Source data
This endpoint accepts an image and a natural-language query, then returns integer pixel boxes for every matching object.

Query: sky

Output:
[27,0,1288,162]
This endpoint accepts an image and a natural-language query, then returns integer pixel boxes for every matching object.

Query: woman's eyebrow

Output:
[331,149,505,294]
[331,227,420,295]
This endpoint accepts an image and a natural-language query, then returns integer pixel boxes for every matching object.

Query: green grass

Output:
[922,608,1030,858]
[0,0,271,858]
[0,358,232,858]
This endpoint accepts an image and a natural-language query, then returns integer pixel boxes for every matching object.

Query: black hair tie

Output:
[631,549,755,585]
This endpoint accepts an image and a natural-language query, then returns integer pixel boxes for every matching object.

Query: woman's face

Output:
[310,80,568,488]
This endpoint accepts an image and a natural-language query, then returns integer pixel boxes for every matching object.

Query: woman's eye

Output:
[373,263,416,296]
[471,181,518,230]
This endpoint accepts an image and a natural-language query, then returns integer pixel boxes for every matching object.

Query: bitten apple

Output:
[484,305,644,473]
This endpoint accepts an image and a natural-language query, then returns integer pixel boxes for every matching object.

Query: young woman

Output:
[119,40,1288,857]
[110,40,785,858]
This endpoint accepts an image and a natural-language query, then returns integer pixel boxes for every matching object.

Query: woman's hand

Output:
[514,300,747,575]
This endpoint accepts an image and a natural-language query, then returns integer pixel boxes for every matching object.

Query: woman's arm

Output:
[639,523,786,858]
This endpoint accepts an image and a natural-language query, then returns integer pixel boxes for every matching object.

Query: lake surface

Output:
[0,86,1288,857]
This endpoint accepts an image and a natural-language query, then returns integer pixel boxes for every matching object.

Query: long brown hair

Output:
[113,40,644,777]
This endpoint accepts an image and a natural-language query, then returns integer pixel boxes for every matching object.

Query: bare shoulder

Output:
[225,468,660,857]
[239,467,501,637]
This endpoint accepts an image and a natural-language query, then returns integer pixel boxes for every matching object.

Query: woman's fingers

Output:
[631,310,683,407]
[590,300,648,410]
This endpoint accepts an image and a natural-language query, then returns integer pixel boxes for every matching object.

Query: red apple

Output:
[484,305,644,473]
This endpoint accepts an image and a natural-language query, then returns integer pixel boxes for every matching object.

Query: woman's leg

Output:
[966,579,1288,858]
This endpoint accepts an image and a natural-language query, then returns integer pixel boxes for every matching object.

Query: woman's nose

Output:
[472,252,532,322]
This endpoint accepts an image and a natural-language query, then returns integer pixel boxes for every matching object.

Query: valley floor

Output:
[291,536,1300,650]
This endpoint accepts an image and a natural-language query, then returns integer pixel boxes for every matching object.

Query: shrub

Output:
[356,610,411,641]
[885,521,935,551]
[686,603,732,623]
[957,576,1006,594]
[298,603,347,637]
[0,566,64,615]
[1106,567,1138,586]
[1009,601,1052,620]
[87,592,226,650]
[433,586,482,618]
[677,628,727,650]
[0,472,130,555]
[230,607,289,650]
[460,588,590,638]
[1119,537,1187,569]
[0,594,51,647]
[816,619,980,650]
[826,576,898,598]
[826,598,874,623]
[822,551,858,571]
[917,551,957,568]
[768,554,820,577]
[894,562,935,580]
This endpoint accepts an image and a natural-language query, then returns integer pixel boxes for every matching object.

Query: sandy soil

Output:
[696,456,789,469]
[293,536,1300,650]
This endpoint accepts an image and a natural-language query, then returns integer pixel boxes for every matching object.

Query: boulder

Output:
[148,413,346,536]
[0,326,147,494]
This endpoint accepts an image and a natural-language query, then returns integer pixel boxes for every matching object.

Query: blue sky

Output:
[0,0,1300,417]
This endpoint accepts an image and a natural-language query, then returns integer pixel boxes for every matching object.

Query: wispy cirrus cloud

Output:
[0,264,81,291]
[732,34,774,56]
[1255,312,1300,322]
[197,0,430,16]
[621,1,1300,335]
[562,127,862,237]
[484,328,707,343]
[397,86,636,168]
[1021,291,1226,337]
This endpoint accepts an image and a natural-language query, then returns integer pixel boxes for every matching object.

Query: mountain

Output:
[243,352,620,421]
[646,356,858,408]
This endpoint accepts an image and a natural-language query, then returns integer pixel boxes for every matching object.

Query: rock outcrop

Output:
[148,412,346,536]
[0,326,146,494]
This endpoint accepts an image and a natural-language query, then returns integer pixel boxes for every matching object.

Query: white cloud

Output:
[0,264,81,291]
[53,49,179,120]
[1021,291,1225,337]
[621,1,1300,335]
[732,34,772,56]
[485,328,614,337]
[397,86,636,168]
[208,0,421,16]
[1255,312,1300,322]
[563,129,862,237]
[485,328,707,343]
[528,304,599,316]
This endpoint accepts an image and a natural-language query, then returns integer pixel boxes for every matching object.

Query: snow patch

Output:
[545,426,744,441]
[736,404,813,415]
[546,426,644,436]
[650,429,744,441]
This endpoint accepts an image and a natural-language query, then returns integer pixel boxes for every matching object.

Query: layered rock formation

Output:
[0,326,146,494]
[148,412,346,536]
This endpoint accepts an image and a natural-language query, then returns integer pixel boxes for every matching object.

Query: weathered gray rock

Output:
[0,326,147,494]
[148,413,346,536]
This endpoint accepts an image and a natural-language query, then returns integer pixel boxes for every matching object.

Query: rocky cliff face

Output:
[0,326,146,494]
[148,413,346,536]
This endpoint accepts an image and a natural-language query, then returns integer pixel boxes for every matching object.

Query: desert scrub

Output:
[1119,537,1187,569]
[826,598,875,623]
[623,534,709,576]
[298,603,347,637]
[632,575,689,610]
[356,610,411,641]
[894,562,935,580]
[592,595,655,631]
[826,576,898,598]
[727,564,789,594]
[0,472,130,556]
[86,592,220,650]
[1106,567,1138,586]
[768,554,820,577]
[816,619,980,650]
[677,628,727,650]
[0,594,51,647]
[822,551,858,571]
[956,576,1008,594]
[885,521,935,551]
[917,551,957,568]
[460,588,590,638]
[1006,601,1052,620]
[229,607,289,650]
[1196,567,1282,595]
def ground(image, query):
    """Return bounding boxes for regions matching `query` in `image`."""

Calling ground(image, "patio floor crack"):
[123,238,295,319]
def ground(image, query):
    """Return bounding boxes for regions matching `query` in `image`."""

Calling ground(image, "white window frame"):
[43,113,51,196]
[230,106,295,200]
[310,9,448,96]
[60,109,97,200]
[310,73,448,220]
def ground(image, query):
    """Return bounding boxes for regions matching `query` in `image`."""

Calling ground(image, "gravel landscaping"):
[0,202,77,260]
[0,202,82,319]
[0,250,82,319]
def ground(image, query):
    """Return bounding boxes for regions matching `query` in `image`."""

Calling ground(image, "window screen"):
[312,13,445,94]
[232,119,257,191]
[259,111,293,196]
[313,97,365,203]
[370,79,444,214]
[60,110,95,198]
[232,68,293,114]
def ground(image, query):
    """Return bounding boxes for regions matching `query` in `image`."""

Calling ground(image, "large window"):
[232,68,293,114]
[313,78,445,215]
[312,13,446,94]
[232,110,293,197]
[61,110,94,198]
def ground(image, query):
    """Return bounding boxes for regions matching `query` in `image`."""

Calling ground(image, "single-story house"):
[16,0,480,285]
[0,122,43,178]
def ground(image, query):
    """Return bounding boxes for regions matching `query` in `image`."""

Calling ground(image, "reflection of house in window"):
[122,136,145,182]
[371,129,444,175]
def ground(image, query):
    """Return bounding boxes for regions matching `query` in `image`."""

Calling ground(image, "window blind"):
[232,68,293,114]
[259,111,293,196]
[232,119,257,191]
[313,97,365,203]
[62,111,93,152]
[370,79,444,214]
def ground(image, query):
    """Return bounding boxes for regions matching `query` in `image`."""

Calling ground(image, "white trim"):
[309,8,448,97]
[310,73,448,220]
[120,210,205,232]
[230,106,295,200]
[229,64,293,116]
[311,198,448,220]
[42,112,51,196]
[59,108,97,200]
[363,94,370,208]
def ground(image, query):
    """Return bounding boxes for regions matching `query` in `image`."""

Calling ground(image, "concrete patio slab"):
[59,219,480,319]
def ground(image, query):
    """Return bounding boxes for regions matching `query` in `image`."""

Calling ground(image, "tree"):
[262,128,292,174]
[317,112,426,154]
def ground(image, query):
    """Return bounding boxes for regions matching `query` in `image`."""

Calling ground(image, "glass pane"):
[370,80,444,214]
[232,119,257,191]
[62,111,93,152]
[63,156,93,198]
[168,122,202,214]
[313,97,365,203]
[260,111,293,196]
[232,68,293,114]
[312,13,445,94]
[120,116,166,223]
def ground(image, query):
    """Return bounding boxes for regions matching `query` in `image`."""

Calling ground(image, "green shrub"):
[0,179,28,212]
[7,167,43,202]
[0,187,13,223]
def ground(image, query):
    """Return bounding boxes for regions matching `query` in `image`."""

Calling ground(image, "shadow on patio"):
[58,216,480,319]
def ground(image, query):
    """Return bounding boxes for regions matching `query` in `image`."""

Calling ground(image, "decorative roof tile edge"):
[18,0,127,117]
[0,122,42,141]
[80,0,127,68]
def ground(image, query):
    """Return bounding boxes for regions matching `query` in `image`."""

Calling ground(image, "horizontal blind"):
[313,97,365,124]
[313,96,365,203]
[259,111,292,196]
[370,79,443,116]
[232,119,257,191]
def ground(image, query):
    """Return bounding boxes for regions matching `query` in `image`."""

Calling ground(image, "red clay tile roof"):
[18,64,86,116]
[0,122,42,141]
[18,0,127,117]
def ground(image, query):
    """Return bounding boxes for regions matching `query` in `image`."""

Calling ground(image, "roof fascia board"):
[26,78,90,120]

■ **SHORT TASK**
Reproduce the material from its start through the line containing "[110,40,785,858]", with both ends included. Multiply every bounding-box coordinate by 0.8 and round each result to a whole number, with halves rounded up.

■ **REPLY TO THE TASK**
This endpoint accepts an image and a natural-language query, then returns integer pixel boxes for every matching object.

Query: sky

Output:
[22,0,1030,130]
This endpoint accepts an image and a natural-language query, then returns integer pixel boxes for every matching object.

Query: woman's eyebrow

Output:
[265,119,404,235]
[265,182,336,236]
This endpoint accepts an image and a natural-language query, then returns integer pixel boxes for every matching object.

Query: green grass

Output:
[738,486,824,686]
[0,0,217,686]
[0,286,186,686]
This endpoint accepts an image and a natural-language query, then returns integer pixel boxes for every matching object.

Query: black hair tie

Output:
[505,439,604,468]
This endpoint accepts an image and a natural-language query, then returns integer pixel boxes for every matching object.

Query: woman's face

Output:
[248,64,454,390]
This endpoint accepts an image and a natural-language query, then returns integer pixel boxes for every matching object.

Query: woman's eye

Output:
[298,210,333,237]
[377,145,414,184]
This endpoint accepts an image and a natural-language query, then returns integer pixel boxes for every matching object.

Query: bitten apple

Output:
[387,244,515,378]
This endpoint accepts an image and a natural-language query, then returns integer pixel boxes for every matching object.

Query: young woman

Output:
[95,32,1030,686]
[88,32,628,686]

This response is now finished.